Problem description> Write the next part of the article on the Pierrot ensemble, picking up after its final sentence.

Document section>
A Pierrot ensemble is a musical ensemble comprising flute, clarinet, violin, cello and piano. This ensemble is named after 20th-century composer Arnold Schoenberg’s seminal work Pierrot Lunaire, which includes the quintet of instruments above with a narrator (usually performed by a soprano).

History
The quintet of instruments used in Pierrot Lunaire has been used in the twentieth century by different groups, such as The Fires of London, who formed in 1965 as "The Pierrot Players" to perform Pierrot Lunaire, and continued to concertize with a varied classical and contemporary repertory.  This group began to perform works arranged for these instruments and commission new works.

While standard chamber ensembles (such as string quartets or piano trios) continued to be extremely popular among 20th-century composers, the Pierrot ensemble represents an example of the many kinds of non-standard chamber ensembles that have been used in classical music since the beginning of the 20th century.

The number of compositions written for Pierrot Ensemble is limited by the inherent unbalance of the ensemble (two strings, plus two winds, plus piano). More frequent are works that introduce additional instruments, typically more strings, and especially percussion which obtains a small, and inexpensive, chamber ensemble with three families of instruments represented.

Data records

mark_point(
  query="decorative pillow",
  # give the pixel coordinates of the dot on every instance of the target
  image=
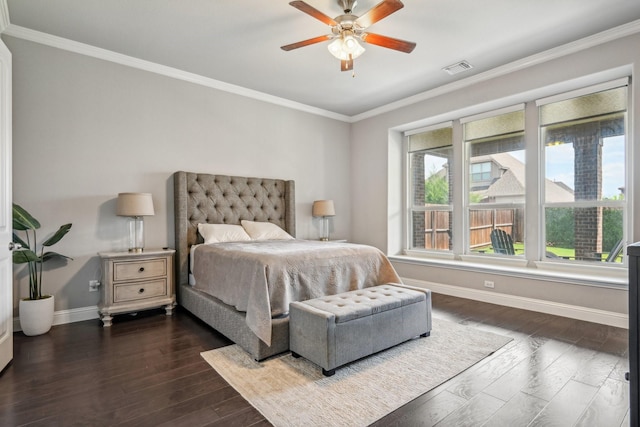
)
(264, 231)
(219, 233)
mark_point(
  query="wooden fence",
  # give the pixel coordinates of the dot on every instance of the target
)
(482, 222)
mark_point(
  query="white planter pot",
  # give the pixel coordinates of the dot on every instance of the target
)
(36, 316)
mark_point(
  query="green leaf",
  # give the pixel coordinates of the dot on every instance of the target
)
(24, 256)
(59, 235)
(22, 220)
(17, 239)
(49, 255)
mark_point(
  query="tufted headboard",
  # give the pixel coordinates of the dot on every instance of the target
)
(222, 199)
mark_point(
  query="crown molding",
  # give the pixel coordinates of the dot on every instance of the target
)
(107, 55)
(548, 55)
(129, 61)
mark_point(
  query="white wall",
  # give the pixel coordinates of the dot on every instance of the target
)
(87, 129)
(376, 185)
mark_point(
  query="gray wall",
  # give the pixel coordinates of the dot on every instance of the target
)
(376, 185)
(86, 129)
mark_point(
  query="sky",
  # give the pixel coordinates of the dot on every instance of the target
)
(559, 164)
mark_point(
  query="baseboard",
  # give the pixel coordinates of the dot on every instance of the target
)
(67, 316)
(610, 318)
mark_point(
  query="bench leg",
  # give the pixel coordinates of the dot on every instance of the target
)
(328, 373)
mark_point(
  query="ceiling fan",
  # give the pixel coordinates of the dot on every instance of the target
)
(348, 28)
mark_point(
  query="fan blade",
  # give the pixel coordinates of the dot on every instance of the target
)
(312, 11)
(346, 64)
(304, 43)
(378, 12)
(388, 42)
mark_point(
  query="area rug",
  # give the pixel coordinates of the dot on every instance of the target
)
(293, 392)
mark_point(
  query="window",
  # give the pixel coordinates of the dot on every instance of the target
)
(569, 193)
(495, 202)
(480, 172)
(431, 154)
(584, 167)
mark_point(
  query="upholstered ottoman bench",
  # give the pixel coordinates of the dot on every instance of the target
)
(334, 330)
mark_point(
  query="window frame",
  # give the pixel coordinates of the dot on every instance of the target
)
(534, 259)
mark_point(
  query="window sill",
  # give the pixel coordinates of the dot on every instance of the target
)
(600, 276)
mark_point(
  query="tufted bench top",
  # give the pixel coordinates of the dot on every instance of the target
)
(352, 305)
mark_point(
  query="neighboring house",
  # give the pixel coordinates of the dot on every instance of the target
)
(499, 178)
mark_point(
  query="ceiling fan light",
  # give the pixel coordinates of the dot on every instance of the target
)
(343, 47)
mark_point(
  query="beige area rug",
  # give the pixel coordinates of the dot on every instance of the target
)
(293, 392)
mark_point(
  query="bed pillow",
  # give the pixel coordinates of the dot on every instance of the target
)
(219, 233)
(264, 231)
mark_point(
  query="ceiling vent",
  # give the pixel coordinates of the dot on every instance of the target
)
(458, 67)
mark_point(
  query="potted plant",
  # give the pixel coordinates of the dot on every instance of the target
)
(36, 311)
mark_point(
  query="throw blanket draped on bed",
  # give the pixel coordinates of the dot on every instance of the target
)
(261, 278)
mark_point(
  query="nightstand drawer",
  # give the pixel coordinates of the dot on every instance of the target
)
(141, 290)
(134, 270)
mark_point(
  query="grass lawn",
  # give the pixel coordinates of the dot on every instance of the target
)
(566, 253)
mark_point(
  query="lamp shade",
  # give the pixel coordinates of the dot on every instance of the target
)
(323, 208)
(135, 204)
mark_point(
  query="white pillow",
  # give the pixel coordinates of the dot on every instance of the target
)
(219, 233)
(264, 231)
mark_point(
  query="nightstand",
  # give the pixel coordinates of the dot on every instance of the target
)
(136, 281)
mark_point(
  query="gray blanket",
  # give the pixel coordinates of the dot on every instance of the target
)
(261, 278)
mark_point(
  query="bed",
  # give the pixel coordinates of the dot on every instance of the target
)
(221, 199)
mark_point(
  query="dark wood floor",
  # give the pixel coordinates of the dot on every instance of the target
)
(146, 371)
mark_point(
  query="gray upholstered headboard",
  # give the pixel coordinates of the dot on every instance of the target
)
(223, 199)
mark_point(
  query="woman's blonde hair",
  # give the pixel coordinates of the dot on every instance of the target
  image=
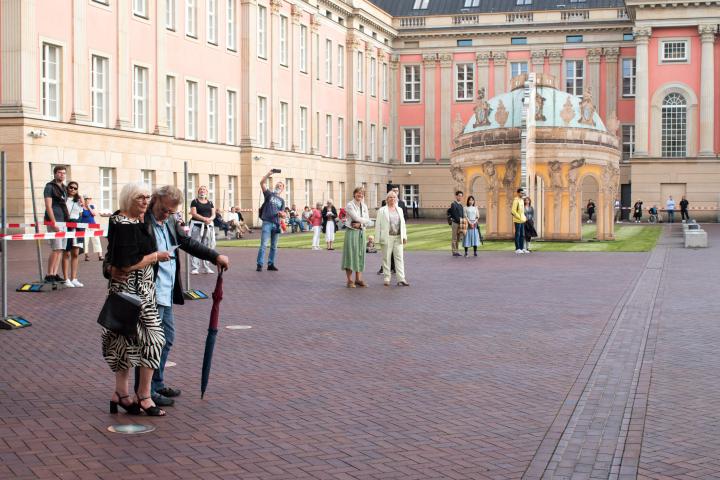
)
(129, 192)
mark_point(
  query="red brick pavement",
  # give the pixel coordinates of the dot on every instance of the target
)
(459, 376)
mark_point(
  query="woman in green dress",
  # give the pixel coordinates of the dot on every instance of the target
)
(354, 247)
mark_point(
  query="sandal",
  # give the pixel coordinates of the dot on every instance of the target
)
(132, 408)
(153, 411)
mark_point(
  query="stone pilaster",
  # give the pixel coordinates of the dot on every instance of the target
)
(707, 92)
(429, 64)
(642, 38)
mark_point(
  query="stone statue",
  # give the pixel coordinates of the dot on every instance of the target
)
(587, 109)
(482, 110)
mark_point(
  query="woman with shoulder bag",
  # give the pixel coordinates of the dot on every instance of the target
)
(131, 255)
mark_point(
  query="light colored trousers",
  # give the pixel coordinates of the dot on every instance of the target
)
(393, 247)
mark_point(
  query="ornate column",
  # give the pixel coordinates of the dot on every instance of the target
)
(642, 37)
(446, 98)
(429, 63)
(611, 84)
(707, 92)
(19, 63)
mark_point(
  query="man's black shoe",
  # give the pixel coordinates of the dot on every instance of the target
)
(168, 392)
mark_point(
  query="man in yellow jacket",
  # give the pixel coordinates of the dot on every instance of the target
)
(518, 213)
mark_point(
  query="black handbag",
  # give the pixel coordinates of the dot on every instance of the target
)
(121, 312)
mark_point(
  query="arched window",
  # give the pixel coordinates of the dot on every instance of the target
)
(674, 126)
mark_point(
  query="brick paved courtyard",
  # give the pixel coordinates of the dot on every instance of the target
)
(554, 365)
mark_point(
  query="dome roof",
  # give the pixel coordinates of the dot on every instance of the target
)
(554, 108)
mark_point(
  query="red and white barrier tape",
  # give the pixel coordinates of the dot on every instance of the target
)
(54, 235)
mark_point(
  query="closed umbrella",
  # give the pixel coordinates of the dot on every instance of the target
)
(212, 334)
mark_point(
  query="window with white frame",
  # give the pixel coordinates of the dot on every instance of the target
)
(328, 135)
(518, 68)
(303, 129)
(191, 18)
(674, 126)
(170, 14)
(212, 94)
(211, 26)
(303, 48)
(674, 51)
(99, 90)
(328, 61)
(51, 81)
(231, 27)
(262, 122)
(140, 98)
(412, 83)
(191, 108)
(341, 66)
(283, 126)
(283, 40)
(262, 32)
(628, 132)
(411, 145)
(574, 76)
(170, 103)
(106, 189)
(341, 138)
(628, 77)
(465, 78)
(231, 112)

Right answer>
Doublings
Doublings are a standard compositional device used to extend an ensemble instrumental color.  In Schoenberg's Pierrot Lunaire, the flutist is asked to play piccolo, the clarinetist is asked to play bass clarinet.  Other common doublings might include E clarinet (as in Carter's Triple Duo), alto flute.

Notable Pierrot ensembles

Fires of London (Founded as the Pierrot Players) (1965-1987, UK)
Da Capo Chamber Players (1970, USA)
The New Music Players (1990, UK)
Standing Wave (1991, Canada)
Brightwork New Music (2013, USA)
What Is Noise (2014, USA)
Ensemble Namu 나무앙상블 (2017, South Korea)

Works for Pierrot ensemble
 Arnold Schoenberg: Pierrot Lunaire (1912) + voice (usually soprano)
 The originary work after which the ensemble is named.

 Amaury du Closel: Stolpersteine (2021)
 John Harbison:
 Die Kürze (1970)
 Chaconne (2001)
 Milton Babbitt: Arie da Capo (1979) 
 Ellen Taaffe Zwilich: Intrada (1983)
 Gérard Grisey: Taléa (1986)
 Zhou Long: Dhyana (1989)
 Steven Mackey: Indigenous Instruments (1989)
 Gunther Schuller: Paradigm Exchanges (1991)
 Jorge Villavicencio Grossmann:
 Siray I (1995)
 Siray III (2018)
 Michael Torke: Telephone Book (1995) {comprising Yellow Pages (1985), Blue Pages (1995), and White Pages (1995)}
 Dorothy Hindman: Setting Century (1999)
 David Lang: Sweet Air (1999)
 Carolyn Yarnell: Lapis Lazuli (2007)
 Jean-Louis Agobet: Eclisses (2008)
 Fabien Levy: A propos (2008)
 Greg Caffrey: These are the Clouds about the fallen sun (2013)
 Caio Facó: Sopros do Estuário (2017)

Works with alternative/additional instruments

 Maurice Ravel: 3 Poèmes de Stéphane Mallarmé (1913) + 2nd flute, 2nd clarinet, and voice
 Igor Stravinsky: 3 Japanese Lyrics (1913) + 2nd flute doubling piccolo, 2nd clarinet, and voice
 Hanns Eisler:
Palmström (1926) + soprano (without piano)
14 Arten den Regen zu beschreiben (1941) + viola
 Olivier Messiaen: Quatuor pour la fin du temps (1941) (without flute)
 Juan Carlos Paz: Dedalus (1950)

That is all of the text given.